Required work: Print exactly the lines from the line with "Identify the bare" to the last line of the data, please, both included.

----------------------------------------

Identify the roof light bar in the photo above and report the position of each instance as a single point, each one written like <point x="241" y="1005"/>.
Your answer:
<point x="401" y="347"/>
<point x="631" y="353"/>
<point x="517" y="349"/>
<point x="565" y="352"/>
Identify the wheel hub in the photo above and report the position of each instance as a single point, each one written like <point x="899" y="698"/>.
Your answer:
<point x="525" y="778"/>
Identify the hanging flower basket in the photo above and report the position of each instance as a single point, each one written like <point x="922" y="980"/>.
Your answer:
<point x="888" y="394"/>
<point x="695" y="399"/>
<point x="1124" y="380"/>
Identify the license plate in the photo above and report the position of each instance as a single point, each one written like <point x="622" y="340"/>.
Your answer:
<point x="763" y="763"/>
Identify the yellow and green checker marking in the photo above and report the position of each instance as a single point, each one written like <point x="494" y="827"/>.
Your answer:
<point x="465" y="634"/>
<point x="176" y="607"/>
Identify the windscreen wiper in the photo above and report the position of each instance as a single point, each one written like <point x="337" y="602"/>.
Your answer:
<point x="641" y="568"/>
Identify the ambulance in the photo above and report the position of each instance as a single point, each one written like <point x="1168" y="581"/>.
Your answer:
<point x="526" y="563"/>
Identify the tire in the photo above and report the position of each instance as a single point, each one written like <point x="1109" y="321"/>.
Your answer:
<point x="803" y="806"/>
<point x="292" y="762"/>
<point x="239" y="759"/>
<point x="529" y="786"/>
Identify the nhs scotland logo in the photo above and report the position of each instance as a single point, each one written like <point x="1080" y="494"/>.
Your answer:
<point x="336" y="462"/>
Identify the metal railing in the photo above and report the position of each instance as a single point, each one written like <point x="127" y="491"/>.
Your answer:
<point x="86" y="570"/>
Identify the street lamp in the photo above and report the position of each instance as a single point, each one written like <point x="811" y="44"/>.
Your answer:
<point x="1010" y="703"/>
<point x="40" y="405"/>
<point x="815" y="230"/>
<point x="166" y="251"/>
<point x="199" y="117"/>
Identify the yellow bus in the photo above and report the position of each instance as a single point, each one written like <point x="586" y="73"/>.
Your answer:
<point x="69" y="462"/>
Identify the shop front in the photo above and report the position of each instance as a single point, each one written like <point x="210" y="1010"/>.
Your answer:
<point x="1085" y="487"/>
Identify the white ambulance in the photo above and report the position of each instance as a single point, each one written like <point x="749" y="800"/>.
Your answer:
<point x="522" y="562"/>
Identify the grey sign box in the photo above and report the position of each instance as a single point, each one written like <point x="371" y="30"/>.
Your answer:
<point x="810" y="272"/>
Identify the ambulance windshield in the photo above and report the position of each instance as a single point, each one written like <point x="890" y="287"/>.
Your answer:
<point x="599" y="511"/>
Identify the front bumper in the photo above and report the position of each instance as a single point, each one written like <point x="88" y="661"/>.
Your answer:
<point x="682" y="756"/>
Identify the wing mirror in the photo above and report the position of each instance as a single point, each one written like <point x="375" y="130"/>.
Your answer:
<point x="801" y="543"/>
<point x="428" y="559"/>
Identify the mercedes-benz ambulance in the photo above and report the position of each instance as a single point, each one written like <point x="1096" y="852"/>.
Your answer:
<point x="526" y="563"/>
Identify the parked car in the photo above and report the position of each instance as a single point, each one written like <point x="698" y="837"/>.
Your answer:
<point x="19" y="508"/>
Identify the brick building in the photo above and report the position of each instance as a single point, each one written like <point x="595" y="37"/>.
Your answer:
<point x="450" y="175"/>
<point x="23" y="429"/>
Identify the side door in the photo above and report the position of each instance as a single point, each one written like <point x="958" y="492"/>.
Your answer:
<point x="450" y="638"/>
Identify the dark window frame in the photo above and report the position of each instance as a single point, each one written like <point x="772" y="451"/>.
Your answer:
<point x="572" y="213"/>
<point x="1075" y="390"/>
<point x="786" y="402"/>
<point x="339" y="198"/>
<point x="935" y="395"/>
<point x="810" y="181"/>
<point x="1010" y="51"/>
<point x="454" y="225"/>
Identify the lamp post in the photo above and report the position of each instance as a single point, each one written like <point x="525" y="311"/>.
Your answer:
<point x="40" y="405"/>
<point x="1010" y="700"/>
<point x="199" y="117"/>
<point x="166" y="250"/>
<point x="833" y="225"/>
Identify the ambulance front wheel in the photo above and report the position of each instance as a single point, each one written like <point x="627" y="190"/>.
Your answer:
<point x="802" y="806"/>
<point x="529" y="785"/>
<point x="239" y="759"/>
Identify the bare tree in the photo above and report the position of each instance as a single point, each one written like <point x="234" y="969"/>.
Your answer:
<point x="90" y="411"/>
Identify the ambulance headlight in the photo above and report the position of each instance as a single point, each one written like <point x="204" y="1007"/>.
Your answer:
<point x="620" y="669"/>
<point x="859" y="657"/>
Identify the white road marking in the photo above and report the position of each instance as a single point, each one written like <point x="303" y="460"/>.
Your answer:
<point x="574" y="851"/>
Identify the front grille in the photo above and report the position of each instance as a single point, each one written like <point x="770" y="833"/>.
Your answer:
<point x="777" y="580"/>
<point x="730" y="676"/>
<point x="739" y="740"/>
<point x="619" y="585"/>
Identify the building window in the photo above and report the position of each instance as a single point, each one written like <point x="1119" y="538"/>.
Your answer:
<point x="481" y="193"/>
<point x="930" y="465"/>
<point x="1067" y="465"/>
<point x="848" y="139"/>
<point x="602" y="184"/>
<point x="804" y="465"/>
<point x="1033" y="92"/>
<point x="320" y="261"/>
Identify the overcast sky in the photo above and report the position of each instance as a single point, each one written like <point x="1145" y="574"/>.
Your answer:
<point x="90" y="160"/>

----------------------------------------

Exercise output:
Identify the bare tree in the photo above and report the position of each instance as a single point, each one written like <point x="234" y="969"/>.
Your answer:
<point x="90" y="411"/>
Identify the ambulance headlight in the photo above and report the position of each instance as a single point, each one written like <point x="204" y="1007"/>.
Your answer:
<point x="620" y="669"/>
<point x="859" y="657"/>
Identify the white road marking in the photo above and report the position of each instance as a single point, each one written like <point x="303" y="460"/>.
Your answer:
<point x="574" y="851"/>
Identify the front grille in the photo above and report the position of each instance as a single point, each one written like <point x="770" y="833"/>.
Your answer:
<point x="777" y="580"/>
<point x="730" y="676"/>
<point x="739" y="740"/>
<point x="619" y="585"/>
Identify the building window in the photo above and report the position of each instance as a single point, each one written like <point x="1119" y="538"/>.
Your answer:
<point x="481" y="193"/>
<point x="930" y="465"/>
<point x="1067" y="465"/>
<point x="848" y="139"/>
<point x="602" y="184"/>
<point x="804" y="465"/>
<point x="1033" y="92"/>
<point x="320" y="261"/>
Identify the overcast sky in the photo above and report the position of each instance as a single point, each one written like <point x="1145" y="574"/>.
Your answer:
<point x="90" y="160"/>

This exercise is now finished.